Count how many lines in the entries below contain the word "mirror". Reply with the number only.
(begin)
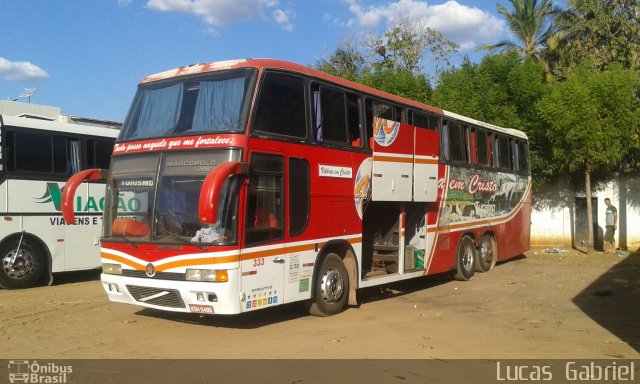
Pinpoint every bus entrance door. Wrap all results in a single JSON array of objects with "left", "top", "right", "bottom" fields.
[{"left": 413, "top": 127, "right": 440, "bottom": 203}]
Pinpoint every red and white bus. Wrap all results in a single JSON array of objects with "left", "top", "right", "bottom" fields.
[{"left": 63, "top": 59, "right": 531, "bottom": 316}]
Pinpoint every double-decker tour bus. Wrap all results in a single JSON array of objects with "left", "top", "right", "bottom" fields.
[
  {"left": 0, "top": 115, "right": 118, "bottom": 288},
  {"left": 63, "top": 59, "right": 531, "bottom": 316}
]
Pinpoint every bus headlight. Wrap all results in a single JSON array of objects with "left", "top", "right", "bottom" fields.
[
  {"left": 187, "top": 269, "right": 229, "bottom": 283},
  {"left": 102, "top": 263, "right": 122, "bottom": 275}
]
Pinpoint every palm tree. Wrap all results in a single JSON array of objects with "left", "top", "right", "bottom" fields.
[{"left": 481, "top": 0, "right": 559, "bottom": 81}]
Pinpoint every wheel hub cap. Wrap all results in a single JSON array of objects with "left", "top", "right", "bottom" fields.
[
  {"left": 2, "top": 250, "right": 33, "bottom": 279},
  {"left": 320, "top": 268, "right": 344, "bottom": 303}
]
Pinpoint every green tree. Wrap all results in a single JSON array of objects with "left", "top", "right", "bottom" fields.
[
  {"left": 313, "top": 39, "right": 365, "bottom": 81},
  {"left": 364, "top": 18, "right": 459, "bottom": 74},
  {"left": 482, "top": 0, "right": 559, "bottom": 81},
  {"left": 556, "top": 0, "right": 640, "bottom": 75},
  {"left": 360, "top": 68, "right": 432, "bottom": 103},
  {"left": 538, "top": 64, "right": 640, "bottom": 252}
]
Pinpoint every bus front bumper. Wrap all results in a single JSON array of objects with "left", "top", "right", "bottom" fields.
[{"left": 100, "top": 270, "right": 241, "bottom": 315}]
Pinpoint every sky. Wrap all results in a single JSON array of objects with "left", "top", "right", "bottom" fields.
[{"left": 0, "top": 0, "right": 510, "bottom": 121}]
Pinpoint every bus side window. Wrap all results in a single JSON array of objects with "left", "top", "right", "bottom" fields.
[
  {"left": 448, "top": 121, "right": 469, "bottom": 163},
  {"left": 246, "top": 153, "right": 284, "bottom": 245},
  {"left": 440, "top": 120, "right": 451, "bottom": 160},
  {"left": 365, "top": 99, "right": 396, "bottom": 149},
  {"left": 476, "top": 128, "right": 490, "bottom": 166},
  {"left": 513, "top": 140, "right": 529, "bottom": 173},
  {"left": 347, "top": 93, "right": 362, "bottom": 148},
  {"left": 314, "top": 87, "right": 347, "bottom": 143},
  {"left": 253, "top": 72, "right": 307, "bottom": 138},
  {"left": 409, "top": 110, "right": 433, "bottom": 129},
  {"left": 86, "top": 139, "right": 113, "bottom": 168},
  {"left": 495, "top": 135, "right": 511, "bottom": 171},
  {"left": 289, "top": 158, "right": 311, "bottom": 236}
]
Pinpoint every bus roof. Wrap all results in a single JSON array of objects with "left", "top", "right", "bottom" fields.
[
  {"left": 443, "top": 111, "right": 528, "bottom": 140},
  {"left": 140, "top": 59, "right": 527, "bottom": 139},
  {"left": 0, "top": 115, "right": 120, "bottom": 138}
]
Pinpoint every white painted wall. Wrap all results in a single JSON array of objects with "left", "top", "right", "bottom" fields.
[{"left": 531, "top": 174, "right": 640, "bottom": 251}]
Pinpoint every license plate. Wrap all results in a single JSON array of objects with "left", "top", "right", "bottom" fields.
[{"left": 189, "top": 304, "right": 213, "bottom": 314}]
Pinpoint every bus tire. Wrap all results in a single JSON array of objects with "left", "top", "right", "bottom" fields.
[
  {"left": 308, "top": 253, "right": 349, "bottom": 317},
  {"left": 454, "top": 236, "right": 477, "bottom": 281},
  {"left": 0, "top": 237, "right": 47, "bottom": 289},
  {"left": 476, "top": 234, "right": 497, "bottom": 272}
]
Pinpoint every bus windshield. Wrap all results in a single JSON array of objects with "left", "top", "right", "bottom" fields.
[
  {"left": 118, "top": 68, "right": 256, "bottom": 141},
  {"left": 104, "top": 150, "right": 240, "bottom": 244}
]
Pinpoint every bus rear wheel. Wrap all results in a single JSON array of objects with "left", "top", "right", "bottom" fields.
[
  {"left": 308, "top": 253, "right": 349, "bottom": 317},
  {"left": 454, "top": 236, "right": 477, "bottom": 281},
  {"left": 0, "top": 239, "right": 45, "bottom": 289},
  {"left": 476, "top": 235, "right": 497, "bottom": 272}
]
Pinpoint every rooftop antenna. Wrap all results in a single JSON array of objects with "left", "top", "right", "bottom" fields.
[{"left": 13, "top": 88, "right": 38, "bottom": 103}]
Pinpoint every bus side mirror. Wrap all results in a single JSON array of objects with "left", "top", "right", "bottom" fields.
[
  {"left": 62, "top": 168, "right": 108, "bottom": 224},
  {"left": 198, "top": 161, "right": 246, "bottom": 224}
]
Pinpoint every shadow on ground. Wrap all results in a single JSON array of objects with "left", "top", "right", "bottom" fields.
[{"left": 573, "top": 251, "right": 640, "bottom": 352}]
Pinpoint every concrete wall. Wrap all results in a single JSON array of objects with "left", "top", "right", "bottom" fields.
[{"left": 531, "top": 174, "right": 640, "bottom": 251}]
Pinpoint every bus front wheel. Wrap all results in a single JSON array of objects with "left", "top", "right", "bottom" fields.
[
  {"left": 308, "top": 253, "right": 349, "bottom": 317},
  {"left": 0, "top": 238, "right": 45, "bottom": 289},
  {"left": 454, "top": 236, "right": 477, "bottom": 281}
]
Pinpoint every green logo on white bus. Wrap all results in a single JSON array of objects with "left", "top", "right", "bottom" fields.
[{"left": 33, "top": 183, "right": 142, "bottom": 213}]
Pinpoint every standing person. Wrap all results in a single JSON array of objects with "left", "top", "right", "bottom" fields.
[{"left": 603, "top": 197, "right": 618, "bottom": 252}]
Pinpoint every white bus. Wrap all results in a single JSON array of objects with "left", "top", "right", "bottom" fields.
[{"left": 0, "top": 115, "right": 119, "bottom": 289}]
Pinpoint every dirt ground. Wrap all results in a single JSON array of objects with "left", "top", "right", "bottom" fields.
[{"left": 0, "top": 249, "right": 640, "bottom": 359}]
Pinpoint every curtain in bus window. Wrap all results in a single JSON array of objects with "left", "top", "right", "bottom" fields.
[
  {"left": 191, "top": 77, "right": 245, "bottom": 132},
  {"left": 68, "top": 140, "right": 80, "bottom": 174},
  {"left": 313, "top": 91, "right": 322, "bottom": 141},
  {"left": 442, "top": 122, "right": 449, "bottom": 160},
  {"left": 133, "top": 84, "right": 182, "bottom": 137}
]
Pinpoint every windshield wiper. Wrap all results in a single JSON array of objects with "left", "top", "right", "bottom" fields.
[
  {"left": 107, "top": 236, "right": 138, "bottom": 248},
  {"left": 160, "top": 233, "right": 208, "bottom": 252}
]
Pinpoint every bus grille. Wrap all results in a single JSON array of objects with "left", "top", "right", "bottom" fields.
[
  {"left": 127, "top": 285, "right": 185, "bottom": 308},
  {"left": 122, "top": 269, "right": 187, "bottom": 281}
]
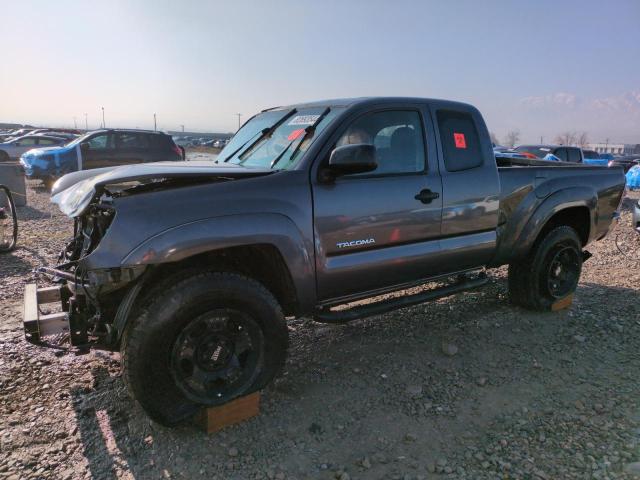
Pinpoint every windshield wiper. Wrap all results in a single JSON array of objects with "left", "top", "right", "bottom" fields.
[
  {"left": 216, "top": 127, "right": 269, "bottom": 163},
  {"left": 231, "top": 108, "right": 297, "bottom": 163},
  {"left": 270, "top": 107, "right": 329, "bottom": 168}
]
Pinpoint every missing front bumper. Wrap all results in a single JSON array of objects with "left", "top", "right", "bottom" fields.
[{"left": 22, "top": 283, "right": 71, "bottom": 345}]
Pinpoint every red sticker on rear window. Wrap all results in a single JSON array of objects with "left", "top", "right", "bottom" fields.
[
  {"left": 453, "top": 132, "right": 467, "bottom": 148},
  {"left": 287, "top": 128, "right": 304, "bottom": 141}
]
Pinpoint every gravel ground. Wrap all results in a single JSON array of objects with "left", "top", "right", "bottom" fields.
[{"left": 0, "top": 185, "right": 640, "bottom": 480}]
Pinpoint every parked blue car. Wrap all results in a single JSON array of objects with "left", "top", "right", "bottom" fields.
[{"left": 20, "top": 129, "right": 184, "bottom": 186}]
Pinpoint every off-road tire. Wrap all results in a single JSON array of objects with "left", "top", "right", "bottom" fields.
[
  {"left": 509, "top": 226, "right": 582, "bottom": 311},
  {"left": 121, "top": 272, "right": 289, "bottom": 426}
]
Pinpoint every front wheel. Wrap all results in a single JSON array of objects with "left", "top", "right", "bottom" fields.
[
  {"left": 509, "top": 226, "right": 582, "bottom": 310},
  {"left": 122, "top": 273, "right": 288, "bottom": 426}
]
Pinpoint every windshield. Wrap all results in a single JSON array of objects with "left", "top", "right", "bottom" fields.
[{"left": 218, "top": 107, "right": 339, "bottom": 169}]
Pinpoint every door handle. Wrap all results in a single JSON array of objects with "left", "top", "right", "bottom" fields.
[{"left": 414, "top": 188, "right": 440, "bottom": 203}]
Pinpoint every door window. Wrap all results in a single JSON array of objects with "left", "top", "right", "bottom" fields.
[
  {"left": 87, "top": 133, "right": 113, "bottom": 150},
  {"left": 336, "top": 110, "right": 425, "bottom": 177},
  {"left": 553, "top": 148, "right": 569, "bottom": 162},
  {"left": 437, "top": 110, "right": 482, "bottom": 172}
]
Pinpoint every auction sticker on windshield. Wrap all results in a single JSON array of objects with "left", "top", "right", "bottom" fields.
[{"left": 287, "top": 115, "right": 320, "bottom": 125}]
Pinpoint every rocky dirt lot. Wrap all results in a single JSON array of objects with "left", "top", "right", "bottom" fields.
[{"left": 0, "top": 181, "right": 640, "bottom": 480}]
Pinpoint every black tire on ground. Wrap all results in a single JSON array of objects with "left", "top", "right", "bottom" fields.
[
  {"left": 509, "top": 226, "right": 582, "bottom": 310},
  {"left": 121, "top": 272, "right": 289, "bottom": 426}
]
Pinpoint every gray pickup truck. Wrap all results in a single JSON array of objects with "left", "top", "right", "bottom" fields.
[{"left": 24, "top": 98, "right": 624, "bottom": 425}]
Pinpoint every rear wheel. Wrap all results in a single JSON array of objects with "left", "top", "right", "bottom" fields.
[
  {"left": 509, "top": 226, "right": 582, "bottom": 310},
  {"left": 122, "top": 273, "right": 288, "bottom": 426}
]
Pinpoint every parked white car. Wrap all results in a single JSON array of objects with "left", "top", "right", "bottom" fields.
[{"left": 0, "top": 135, "right": 68, "bottom": 162}]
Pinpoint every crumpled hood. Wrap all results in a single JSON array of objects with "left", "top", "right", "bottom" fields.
[
  {"left": 51, "top": 161, "right": 275, "bottom": 217},
  {"left": 24, "top": 147, "right": 66, "bottom": 156},
  {"left": 51, "top": 160, "right": 274, "bottom": 197}
]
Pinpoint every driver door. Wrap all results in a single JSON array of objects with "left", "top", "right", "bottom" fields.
[{"left": 313, "top": 106, "right": 442, "bottom": 302}]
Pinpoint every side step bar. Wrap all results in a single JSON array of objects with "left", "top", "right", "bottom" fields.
[
  {"left": 313, "top": 272, "right": 489, "bottom": 323},
  {"left": 22, "top": 283, "right": 69, "bottom": 344}
]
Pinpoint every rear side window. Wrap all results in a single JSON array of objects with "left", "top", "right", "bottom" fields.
[
  {"left": 437, "top": 110, "right": 482, "bottom": 172},
  {"left": 554, "top": 148, "right": 569, "bottom": 162},
  {"left": 336, "top": 110, "right": 425, "bottom": 177},
  {"left": 117, "top": 132, "right": 149, "bottom": 148},
  {"left": 148, "top": 135, "right": 171, "bottom": 148},
  {"left": 567, "top": 148, "right": 582, "bottom": 163}
]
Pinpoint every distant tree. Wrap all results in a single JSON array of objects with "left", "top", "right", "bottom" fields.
[
  {"left": 576, "top": 132, "right": 589, "bottom": 148},
  {"left": 504, "top": 129, "right": 520, "bottom": 148},
  {"left": 553, "top": 132, "right": 577, "bottom": 145}
]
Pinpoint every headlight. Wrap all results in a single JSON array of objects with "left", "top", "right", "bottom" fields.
[{"left": 51, "top": 179, "right": 95, "bottom": 218}]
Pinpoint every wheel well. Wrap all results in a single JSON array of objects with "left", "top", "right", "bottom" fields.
[
  {"left": 146, "top": 244, "right": 298, "bottom": 316},
  {"left": 538, "top": 207, "right": 591, "bottom": 247}
]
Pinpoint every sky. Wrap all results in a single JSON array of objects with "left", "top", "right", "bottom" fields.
[{"left": 0, "top": 0, "right": 640, "bottom": 143}]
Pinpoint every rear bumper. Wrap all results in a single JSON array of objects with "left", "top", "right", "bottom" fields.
[{"left": 22, "top": 283, "right": 71, "bottom": 345}]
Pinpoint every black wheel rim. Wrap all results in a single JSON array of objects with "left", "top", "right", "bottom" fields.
[
  {"left": 0, "top": 185, "right": 18, "bottom": 253},
  {"left": 547, "top": 246, "right": 580, "bottom": 298},
  {"left": 171, "top": 309, "right": 264, "bottom": 405}
]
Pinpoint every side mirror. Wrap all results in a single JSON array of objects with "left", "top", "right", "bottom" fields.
[{"left": 329, "top": 143, "right": 378, "bottom": 176}]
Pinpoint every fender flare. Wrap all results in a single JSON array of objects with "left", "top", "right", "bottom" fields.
[
  {"left": 121, "top": 213, "right": 316, "bottom": 312},
  {"left": 513, "top": 186, "right": 598, "bottom": 256}
]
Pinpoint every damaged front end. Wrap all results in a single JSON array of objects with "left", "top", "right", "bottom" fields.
[
  {"left": 24, "top": 162, "right": 273, "bottom": 351},
  {"left": 24, "top": 180, "right": 146, "bottom": 353}
]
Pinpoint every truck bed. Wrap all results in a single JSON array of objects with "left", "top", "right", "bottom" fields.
[{"left": 495, "top": 158, "right": 624, "bottom": 263}]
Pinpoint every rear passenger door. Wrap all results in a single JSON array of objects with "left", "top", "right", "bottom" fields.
[
  {"left": 112, "top": 132, "right": 149, "bottom": 165},
  {"left": 434, "top": 108, "right": 500, "bottom": 271},
  {"left": 312, "top": 104, "right": 442, "bottom": 301}
]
(end)
• [SOLUTION] 2